[Excerpts from a detection dataset]

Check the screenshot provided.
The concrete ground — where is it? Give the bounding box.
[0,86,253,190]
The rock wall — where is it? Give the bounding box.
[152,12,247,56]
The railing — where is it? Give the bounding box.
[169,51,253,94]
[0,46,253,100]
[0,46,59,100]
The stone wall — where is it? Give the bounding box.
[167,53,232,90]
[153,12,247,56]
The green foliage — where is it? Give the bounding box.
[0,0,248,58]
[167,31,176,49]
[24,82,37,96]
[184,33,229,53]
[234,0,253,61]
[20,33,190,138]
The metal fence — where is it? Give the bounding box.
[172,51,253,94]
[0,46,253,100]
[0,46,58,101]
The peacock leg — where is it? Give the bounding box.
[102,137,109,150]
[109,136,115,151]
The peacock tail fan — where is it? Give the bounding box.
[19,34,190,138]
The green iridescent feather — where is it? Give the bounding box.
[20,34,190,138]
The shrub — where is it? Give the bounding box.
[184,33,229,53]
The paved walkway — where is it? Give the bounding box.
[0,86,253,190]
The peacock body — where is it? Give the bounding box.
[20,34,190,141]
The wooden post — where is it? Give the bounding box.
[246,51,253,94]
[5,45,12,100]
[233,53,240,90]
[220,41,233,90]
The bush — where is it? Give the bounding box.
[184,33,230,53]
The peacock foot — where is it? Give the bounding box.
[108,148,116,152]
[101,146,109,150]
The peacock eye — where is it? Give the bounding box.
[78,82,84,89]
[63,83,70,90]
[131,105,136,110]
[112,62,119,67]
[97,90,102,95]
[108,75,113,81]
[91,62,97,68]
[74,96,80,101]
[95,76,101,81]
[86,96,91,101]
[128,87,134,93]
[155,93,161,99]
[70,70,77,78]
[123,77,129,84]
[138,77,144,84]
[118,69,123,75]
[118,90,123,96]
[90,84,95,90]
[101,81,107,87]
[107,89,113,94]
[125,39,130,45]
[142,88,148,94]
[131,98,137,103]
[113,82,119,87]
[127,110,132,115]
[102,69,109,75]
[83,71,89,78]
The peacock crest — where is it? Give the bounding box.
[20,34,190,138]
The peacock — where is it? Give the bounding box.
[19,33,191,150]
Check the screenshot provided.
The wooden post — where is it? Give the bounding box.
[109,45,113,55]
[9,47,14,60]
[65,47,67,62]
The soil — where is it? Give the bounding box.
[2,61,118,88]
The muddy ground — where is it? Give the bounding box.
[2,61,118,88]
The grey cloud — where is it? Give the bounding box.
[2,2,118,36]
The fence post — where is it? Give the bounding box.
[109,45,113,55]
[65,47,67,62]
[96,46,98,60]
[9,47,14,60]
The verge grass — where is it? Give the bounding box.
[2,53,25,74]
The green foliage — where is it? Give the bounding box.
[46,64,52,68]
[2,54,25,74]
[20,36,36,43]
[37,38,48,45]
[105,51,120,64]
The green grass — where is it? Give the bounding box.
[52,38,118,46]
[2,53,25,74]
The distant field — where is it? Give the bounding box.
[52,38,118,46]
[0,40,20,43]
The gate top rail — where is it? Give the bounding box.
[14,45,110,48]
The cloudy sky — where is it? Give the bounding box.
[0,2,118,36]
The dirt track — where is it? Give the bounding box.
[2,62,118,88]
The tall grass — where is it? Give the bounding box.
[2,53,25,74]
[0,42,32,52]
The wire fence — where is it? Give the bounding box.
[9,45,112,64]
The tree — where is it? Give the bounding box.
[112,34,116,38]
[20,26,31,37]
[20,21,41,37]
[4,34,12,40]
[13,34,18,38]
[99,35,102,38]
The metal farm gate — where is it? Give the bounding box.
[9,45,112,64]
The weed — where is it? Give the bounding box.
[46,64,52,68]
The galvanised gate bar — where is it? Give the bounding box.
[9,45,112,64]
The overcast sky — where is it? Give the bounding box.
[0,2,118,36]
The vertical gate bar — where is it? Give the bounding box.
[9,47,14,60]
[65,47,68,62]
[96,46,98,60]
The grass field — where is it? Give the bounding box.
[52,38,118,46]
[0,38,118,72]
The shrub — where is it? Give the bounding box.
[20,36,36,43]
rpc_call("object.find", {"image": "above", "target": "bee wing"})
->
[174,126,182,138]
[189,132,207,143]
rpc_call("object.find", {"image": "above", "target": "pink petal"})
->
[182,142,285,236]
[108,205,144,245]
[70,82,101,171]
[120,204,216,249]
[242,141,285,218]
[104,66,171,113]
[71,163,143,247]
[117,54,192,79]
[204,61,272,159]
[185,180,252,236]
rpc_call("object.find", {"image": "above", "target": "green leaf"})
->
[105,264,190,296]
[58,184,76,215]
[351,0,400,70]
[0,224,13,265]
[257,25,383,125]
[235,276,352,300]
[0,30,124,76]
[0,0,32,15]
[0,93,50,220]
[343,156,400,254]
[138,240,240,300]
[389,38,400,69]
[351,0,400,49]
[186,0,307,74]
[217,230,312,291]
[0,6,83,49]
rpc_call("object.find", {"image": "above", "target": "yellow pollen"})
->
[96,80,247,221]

Instruction ->
Extract the lines from the start of the entries up to and including the line with "[20,33,190,138]", and repeat them word for word.

Complete output ->
Check the screenshot provided.
The concrete ground — where is it? Give the bounding box.
[0,86,253,190]
The rock wall — where is it? Give the bounding box.
[152,12,247,56]
The railing — where is it? Give the bounding box.
[169,51,253,94]
[0,46,253,100]
[0,46,59,100]
The stone wall — where is it? Give the bounding box.
[167,53,232,90]
[153,12,247,56]
The green foliage — where is it? Give the bounding box.
[0,0,248,58]
[167,31,176,49]
[24,82,37,96]
[184,33,229,53]
[234,0,253,61]
[20,33,190,138]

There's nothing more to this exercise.